▶

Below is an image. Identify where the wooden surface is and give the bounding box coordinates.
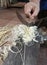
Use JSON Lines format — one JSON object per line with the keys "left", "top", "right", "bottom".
{"left": 0, "top": 8, "right": 23, "bottom": 27}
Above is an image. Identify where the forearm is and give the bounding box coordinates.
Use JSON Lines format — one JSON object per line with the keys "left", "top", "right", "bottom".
{"left": 29, "top": 0, "right": 40, "bottom": 5}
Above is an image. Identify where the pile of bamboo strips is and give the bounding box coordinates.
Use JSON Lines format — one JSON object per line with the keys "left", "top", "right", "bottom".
{"left": 0, "top": 0, "right": 12, "bottom": 7}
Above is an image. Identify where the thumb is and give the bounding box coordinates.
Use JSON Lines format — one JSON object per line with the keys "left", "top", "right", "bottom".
{"left": 31, "top": 8, "right": 39, "bottom": 17}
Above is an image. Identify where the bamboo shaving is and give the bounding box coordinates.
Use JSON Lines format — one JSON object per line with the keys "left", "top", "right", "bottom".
{"left": 0, "top": 24, "right": 38, "bottom": 61}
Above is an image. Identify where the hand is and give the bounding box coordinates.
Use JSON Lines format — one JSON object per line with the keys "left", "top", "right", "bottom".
{"left": 24, "top": 2, "right": 40, "bottom": 19}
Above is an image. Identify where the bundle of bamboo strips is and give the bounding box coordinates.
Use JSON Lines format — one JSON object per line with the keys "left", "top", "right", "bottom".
{"left": 0, "top": 0, "right": 12, "bottom": 7}
{"left": 0, "top": 0, "right": 25, "bottom": 8}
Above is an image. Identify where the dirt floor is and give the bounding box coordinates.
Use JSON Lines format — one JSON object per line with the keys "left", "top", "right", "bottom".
{"left": 0, "top": 8, "right": 47, "bottom": 65}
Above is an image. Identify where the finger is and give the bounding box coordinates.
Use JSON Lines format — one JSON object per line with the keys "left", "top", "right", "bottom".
{"left": 24, "top": 4, "right": 33, "bottom": 15}
{"left": 29, "top": 8, "right": 35, "bottom": 19}
{"left": 24, "top": 8, "right": 34, "bottom": 19}
{"left": 24, "top": 8, "right": 32, "bottom": 18}
{"left": 28, "top": 13, "right": 32, "bottom": 18}
{"left": 24, "top": 7, "right": 31, "bottom": 15}
{"left": 25, "top": 13, "right": 31, "bottom": 18}
{"left": 30, "top": 15, "right": 34, "bottom": 19}
{"left": 31, "top": 8, "right": 39, "bottom": 17}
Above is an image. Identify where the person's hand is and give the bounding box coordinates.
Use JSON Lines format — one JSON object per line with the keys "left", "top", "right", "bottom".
{"left": 24, "top": 2, "right": 40, "bottom": 19}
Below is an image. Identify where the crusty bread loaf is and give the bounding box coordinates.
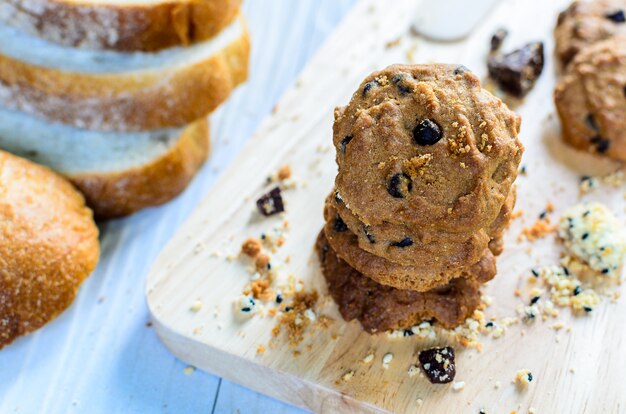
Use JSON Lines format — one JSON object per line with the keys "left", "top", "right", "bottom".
{"left": 0, "top": 16, "right": 250, "bottom": 131}
{"left": 0, "top": 151, "right": 100, "bottom": 349}
{"left": 0, "top": 107, "right": 210, "bottom": 218}
{"left": 0, "top": 0, "right": 241, "bottom": 51}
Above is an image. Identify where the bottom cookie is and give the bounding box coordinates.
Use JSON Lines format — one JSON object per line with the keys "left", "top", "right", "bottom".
{"left": 316, "top": 231, "right": 481, "bottom": 333}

◀

#### Task directions:
Going through the entries above, report how many lines include the string "where". The number alone is the answer.

#### Reply:
12